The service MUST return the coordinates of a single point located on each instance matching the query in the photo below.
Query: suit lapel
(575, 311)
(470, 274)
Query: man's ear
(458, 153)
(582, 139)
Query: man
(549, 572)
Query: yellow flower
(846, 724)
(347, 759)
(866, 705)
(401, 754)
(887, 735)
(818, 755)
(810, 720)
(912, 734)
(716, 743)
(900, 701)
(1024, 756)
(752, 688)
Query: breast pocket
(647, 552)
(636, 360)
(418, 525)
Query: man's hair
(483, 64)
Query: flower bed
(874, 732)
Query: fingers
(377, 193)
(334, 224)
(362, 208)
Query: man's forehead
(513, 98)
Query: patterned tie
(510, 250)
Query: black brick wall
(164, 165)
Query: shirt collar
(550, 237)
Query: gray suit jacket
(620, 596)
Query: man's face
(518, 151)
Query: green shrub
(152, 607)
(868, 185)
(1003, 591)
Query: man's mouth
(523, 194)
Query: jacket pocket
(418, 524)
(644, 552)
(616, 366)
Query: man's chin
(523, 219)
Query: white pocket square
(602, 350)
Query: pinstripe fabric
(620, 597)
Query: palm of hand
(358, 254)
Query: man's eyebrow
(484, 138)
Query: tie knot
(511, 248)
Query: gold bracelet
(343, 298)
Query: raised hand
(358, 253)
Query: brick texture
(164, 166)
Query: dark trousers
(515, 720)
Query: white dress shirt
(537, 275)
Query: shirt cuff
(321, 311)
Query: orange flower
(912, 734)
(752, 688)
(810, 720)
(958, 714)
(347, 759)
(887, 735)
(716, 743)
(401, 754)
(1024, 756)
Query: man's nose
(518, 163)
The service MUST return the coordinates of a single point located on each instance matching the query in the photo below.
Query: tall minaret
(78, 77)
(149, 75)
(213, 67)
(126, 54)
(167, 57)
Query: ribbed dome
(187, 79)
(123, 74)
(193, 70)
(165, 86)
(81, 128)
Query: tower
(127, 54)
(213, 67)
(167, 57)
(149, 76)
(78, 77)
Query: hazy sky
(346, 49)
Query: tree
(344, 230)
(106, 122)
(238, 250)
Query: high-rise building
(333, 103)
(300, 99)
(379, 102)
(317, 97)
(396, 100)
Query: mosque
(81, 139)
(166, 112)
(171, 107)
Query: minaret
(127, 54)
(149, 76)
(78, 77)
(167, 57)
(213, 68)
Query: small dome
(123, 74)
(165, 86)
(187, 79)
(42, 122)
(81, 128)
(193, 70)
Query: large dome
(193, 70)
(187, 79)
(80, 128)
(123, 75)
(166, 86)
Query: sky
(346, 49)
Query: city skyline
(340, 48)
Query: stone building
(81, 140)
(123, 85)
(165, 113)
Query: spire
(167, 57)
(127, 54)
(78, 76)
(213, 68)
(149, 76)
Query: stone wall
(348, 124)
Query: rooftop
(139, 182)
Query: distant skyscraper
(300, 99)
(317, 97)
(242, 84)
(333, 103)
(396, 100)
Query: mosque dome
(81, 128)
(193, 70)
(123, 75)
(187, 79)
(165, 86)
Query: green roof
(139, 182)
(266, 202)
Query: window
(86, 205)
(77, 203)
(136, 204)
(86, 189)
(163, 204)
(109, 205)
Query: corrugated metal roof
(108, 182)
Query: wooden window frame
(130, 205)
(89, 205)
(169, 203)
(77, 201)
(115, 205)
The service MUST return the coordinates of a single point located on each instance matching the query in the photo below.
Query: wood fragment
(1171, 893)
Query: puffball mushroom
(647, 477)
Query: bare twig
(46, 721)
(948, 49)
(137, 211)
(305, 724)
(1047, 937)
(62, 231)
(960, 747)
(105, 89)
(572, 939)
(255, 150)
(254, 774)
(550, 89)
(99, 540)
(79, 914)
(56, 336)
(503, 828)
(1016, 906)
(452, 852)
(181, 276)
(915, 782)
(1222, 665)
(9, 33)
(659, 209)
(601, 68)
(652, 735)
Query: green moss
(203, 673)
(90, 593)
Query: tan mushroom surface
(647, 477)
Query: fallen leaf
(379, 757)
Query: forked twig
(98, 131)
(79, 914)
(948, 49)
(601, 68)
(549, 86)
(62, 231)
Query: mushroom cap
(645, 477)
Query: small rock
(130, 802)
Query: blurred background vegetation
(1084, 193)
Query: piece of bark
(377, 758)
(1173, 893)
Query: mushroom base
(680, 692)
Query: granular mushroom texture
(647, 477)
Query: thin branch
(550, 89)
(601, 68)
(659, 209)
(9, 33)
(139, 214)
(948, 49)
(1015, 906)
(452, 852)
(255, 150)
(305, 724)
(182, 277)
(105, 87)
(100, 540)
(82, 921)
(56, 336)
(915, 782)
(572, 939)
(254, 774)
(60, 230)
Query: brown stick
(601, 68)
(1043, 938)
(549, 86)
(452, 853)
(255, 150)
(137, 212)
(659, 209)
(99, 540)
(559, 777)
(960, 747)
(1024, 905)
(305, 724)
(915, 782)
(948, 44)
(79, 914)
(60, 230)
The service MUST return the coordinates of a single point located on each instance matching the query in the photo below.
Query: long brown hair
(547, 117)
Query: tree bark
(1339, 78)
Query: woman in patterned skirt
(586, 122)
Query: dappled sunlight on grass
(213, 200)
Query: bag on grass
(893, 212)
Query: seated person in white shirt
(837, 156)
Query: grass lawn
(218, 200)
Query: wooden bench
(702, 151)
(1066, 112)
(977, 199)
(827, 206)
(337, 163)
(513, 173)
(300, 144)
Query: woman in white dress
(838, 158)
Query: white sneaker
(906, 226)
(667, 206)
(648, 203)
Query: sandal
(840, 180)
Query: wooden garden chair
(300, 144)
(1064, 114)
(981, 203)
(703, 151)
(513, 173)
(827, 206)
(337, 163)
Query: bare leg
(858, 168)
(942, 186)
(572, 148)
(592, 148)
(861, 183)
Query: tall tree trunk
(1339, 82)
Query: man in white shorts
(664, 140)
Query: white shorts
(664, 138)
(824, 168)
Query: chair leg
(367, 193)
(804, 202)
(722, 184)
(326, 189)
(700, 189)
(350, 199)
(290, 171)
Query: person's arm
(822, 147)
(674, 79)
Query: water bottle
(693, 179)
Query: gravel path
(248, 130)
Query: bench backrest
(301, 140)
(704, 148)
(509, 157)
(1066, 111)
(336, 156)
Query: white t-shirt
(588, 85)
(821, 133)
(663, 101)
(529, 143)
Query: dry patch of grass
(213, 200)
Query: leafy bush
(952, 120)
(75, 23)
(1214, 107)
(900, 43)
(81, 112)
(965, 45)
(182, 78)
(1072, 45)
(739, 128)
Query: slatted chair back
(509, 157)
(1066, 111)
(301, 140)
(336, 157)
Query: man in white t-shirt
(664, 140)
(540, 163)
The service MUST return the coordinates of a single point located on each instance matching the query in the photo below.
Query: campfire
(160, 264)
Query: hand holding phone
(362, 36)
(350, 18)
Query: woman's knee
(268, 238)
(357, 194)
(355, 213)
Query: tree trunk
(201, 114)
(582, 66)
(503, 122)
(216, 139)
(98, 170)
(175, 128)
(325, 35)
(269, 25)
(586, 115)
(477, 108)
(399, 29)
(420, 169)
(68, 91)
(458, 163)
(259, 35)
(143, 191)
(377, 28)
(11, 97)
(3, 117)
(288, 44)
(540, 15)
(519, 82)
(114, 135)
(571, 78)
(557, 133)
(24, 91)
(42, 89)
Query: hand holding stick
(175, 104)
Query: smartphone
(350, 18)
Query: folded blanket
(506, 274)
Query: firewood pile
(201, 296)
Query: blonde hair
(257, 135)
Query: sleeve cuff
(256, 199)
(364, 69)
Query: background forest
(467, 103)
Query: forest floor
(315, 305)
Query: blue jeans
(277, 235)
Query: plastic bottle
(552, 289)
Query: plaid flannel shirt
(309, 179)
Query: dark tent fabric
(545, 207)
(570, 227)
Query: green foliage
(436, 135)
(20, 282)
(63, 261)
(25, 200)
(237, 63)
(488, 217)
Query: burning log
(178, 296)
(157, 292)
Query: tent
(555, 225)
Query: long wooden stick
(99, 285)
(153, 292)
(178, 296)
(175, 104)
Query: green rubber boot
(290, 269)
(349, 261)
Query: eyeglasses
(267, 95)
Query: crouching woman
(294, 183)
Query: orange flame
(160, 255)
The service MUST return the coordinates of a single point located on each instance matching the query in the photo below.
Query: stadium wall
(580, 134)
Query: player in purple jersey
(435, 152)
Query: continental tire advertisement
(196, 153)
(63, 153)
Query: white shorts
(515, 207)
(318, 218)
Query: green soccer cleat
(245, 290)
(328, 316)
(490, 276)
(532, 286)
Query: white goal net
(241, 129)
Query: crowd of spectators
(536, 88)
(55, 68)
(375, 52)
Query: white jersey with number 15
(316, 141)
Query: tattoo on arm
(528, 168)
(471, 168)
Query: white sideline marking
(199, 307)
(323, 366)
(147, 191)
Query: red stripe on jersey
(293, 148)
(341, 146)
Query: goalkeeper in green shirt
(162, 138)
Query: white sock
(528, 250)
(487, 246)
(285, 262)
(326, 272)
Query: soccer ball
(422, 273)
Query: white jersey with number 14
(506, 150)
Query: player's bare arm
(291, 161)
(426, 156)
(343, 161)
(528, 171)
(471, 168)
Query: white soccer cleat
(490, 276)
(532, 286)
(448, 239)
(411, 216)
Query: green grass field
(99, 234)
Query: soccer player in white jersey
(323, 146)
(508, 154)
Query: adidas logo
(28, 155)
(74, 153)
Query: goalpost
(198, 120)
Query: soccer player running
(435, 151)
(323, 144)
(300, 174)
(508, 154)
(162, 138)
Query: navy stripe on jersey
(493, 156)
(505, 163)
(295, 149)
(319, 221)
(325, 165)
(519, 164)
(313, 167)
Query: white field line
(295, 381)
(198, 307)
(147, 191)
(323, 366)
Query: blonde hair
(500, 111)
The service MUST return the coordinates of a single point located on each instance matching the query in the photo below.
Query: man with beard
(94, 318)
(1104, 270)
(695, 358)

» **Directions for this task**: Quote the line that contains "Query: green grass field" and each line after it through the end of the data, exactly, leaving out everything else.

» **Answer to the exercise**:
Query: green grass field
(99, 234)
Query: soccer player in white jersey
(323, 146)
(508, 154)
Query: adidas logo
(28, 155)
(74, 153)
Query: goalpost
(198, 120)
Query: soccer player running
(435, 151)
(323, 144)
(300, 174)
(508, 154)
(162, 138)
Query: navy stripe on jersey
(493, 156)
(505, 163)
(295, 149)
(319, 221)
(325, 165)
(519, 164)
(313, 167)
Query: white field line
(295, 381)
(198, 307)
(147, 191)
(323, 366)
Query: blonde hair
(500, 111)
The service MUST return the coordinates of a single point located on each instance matching the query in the photo below.
Query: man with beard
(94, 318)
(1104, 270)
(695, 358)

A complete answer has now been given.